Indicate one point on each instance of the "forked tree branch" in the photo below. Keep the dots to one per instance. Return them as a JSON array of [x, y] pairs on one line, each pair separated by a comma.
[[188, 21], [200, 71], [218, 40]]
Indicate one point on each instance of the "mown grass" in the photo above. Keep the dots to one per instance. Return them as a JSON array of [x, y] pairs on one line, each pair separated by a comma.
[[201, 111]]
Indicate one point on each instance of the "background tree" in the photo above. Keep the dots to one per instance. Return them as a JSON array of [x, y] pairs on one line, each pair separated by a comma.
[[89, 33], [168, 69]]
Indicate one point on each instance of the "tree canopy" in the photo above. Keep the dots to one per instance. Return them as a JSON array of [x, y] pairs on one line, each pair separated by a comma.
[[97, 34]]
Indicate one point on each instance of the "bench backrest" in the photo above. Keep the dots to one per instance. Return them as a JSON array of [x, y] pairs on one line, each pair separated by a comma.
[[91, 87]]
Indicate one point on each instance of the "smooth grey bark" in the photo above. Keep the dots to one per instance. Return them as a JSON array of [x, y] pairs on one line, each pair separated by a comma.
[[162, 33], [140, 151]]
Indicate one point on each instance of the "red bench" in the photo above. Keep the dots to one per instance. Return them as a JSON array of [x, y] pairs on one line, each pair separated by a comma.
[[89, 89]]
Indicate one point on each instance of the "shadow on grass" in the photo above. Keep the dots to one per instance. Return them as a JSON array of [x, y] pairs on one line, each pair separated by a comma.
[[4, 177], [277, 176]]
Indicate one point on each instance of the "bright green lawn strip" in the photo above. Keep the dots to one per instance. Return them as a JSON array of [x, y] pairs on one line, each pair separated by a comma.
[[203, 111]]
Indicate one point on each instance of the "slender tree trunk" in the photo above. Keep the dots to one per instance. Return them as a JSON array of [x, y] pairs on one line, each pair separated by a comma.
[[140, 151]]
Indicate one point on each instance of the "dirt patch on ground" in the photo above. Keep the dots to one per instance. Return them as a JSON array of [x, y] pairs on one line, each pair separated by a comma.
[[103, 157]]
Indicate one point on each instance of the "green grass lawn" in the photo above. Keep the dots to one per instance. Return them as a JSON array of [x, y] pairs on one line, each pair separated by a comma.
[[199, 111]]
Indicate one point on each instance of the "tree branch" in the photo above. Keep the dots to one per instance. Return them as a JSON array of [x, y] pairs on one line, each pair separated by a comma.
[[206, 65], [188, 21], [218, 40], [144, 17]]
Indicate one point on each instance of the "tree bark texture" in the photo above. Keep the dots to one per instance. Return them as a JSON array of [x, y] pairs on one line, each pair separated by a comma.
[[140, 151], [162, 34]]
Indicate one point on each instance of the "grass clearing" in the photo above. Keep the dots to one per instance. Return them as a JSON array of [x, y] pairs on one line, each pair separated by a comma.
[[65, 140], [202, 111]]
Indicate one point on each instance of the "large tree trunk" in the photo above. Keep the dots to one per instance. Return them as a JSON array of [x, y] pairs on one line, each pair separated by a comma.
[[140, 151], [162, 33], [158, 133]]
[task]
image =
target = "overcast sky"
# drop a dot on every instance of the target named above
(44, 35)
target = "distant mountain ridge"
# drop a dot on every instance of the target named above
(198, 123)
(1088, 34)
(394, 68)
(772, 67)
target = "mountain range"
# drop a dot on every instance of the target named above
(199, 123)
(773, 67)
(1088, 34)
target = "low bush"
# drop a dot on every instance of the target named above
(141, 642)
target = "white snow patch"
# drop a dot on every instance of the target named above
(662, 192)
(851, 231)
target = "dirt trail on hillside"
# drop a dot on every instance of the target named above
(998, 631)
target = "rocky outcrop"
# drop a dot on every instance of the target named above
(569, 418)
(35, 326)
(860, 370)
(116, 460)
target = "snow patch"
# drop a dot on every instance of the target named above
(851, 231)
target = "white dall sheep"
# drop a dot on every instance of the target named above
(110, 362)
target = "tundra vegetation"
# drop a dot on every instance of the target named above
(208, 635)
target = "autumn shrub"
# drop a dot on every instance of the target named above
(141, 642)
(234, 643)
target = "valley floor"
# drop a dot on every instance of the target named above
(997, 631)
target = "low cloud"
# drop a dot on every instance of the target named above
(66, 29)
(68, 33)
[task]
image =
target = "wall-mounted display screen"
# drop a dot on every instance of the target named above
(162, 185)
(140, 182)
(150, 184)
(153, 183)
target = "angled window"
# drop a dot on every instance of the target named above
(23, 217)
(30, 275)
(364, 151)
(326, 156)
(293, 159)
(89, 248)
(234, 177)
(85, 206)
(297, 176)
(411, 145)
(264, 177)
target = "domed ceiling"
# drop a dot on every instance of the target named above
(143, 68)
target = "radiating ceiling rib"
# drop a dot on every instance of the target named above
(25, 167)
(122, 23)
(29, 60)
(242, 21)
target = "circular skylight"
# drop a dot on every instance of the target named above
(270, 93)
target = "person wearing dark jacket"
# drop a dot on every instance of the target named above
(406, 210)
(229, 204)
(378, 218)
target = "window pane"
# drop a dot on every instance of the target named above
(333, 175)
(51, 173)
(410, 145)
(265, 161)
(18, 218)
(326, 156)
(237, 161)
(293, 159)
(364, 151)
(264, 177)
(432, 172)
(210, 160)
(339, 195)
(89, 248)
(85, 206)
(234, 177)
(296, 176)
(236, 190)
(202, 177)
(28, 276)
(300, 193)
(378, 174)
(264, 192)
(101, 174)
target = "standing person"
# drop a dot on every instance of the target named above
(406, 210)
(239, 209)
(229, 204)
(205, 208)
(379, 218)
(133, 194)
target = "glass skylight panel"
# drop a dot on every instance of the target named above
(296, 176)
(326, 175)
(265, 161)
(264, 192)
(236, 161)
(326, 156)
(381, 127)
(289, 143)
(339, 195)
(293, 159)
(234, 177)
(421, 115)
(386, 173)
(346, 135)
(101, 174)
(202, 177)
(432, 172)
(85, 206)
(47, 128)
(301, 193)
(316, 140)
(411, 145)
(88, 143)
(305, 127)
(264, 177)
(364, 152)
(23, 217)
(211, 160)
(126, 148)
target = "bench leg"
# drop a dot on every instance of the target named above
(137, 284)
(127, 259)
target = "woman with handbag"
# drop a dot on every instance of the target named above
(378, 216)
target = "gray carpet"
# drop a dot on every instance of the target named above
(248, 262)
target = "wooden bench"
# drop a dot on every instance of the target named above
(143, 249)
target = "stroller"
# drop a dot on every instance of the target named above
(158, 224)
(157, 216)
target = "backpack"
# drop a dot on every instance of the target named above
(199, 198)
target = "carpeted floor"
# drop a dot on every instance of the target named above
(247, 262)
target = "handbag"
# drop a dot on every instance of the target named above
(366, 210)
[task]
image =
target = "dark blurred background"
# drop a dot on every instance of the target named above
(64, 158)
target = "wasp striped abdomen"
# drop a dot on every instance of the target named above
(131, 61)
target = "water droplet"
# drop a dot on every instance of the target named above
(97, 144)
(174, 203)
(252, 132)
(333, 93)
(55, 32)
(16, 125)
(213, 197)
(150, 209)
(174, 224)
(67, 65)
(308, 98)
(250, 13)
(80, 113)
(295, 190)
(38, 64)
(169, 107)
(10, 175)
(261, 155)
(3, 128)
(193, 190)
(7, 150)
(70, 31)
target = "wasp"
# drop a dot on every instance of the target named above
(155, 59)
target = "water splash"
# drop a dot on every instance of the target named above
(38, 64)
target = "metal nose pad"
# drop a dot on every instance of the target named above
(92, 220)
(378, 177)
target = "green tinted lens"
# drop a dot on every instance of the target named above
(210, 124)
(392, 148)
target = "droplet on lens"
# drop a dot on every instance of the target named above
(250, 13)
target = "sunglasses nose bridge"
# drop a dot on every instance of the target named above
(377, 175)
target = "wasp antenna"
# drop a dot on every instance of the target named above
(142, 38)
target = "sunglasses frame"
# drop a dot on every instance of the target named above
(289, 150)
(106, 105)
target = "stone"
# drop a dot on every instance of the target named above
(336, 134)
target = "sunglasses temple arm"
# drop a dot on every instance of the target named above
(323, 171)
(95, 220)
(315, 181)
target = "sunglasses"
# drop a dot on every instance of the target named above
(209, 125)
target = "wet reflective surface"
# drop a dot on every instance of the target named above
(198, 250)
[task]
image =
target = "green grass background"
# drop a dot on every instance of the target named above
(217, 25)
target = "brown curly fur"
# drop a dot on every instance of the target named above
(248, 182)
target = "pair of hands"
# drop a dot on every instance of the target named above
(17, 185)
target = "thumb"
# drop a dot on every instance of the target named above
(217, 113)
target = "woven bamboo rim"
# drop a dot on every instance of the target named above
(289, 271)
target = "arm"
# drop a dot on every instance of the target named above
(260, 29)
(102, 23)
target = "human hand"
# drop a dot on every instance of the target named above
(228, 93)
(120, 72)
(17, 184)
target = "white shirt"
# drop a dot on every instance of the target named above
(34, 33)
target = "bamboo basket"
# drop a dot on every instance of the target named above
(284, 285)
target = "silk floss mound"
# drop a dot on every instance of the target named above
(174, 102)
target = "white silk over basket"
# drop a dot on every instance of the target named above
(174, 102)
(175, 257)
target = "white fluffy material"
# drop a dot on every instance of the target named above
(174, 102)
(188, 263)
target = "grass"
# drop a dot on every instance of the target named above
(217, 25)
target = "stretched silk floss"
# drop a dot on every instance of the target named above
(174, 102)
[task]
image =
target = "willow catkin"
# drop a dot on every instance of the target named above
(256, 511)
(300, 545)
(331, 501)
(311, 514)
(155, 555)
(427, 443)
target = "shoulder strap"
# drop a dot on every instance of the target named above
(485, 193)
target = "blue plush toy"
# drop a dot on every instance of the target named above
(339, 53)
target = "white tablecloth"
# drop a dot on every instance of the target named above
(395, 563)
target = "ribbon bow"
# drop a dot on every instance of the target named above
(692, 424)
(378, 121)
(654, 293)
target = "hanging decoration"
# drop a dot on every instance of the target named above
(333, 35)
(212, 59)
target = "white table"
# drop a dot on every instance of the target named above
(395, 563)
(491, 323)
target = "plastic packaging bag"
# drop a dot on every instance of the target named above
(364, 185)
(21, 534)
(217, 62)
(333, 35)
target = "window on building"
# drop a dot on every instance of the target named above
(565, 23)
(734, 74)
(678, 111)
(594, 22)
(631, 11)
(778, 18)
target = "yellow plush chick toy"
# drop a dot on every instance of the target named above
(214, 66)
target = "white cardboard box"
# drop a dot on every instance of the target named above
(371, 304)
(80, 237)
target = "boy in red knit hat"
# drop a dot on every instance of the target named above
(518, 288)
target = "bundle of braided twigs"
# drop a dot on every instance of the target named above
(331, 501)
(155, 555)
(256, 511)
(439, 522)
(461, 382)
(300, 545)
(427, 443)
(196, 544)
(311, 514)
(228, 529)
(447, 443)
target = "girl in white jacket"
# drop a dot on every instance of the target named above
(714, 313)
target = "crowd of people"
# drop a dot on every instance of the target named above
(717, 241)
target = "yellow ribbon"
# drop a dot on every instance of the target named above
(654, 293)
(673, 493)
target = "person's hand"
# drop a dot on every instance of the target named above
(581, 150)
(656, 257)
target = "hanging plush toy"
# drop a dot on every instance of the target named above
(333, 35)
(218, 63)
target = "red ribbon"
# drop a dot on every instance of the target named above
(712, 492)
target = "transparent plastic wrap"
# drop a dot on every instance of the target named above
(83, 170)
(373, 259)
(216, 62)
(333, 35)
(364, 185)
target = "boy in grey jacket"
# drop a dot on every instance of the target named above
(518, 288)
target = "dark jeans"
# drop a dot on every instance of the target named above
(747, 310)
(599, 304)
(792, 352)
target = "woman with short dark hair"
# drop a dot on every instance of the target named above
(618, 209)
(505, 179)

============

■ Exercise ■
Starting at the line that contains "in red knit", repeat each line exactly through the last one in the listing. Include both of those lines and nothing more.

■ Answer to this problem ■
target = "boy in red knit hat"
# drop a dot on every instance of the target named above
(518, 288)
target = "bundle of braided twigs"
# drop a dot on every instance of the target named above
(331, 501)
(155, 555)
(256, 511)
(439, 522)
(461, 382)
(300, 545)
(427, 443)
(196, 544)
(311, 514)
(228, 529)
(447, 443)
target = "girl in white jacket"
# drop a dot on every instance of the target named above
(714, 313)
target = "crowd of people"
# drop a dot on every instance of the target named above
(717, 241)
target = "yellow ribbon"
# drop a dot on every instance of the target named above
(654, 293)
(673, 493)
target = "person's hand"
# drop a dot on every instance of the target named above
(581, 150)
(656, 257)
target = "hanging plush toy"
# drop a dot on every instance of the target named above
(333, 35)
(218, 63)
target = "red ribbon"
# drop a dot on every instance of the target named above
(712, 492)
target = "transparent plastic wrap"
# drop a dot on every instance of the target named above
(83, 170)
(373, 259)
(216, 62)
(333, 35)
(364, 185)
target = "boy in grey jacket"
# drop a dot on every instance of the target named above
(518, 288)
target = "dark jeans"
# drop a dot on every instance of the target named above
(747, 310)
(599, 304)
(792, 352)
target = "woman with short dark hair"
# drop a dot on every instance of the target named above
(618, 209)
(505, 179)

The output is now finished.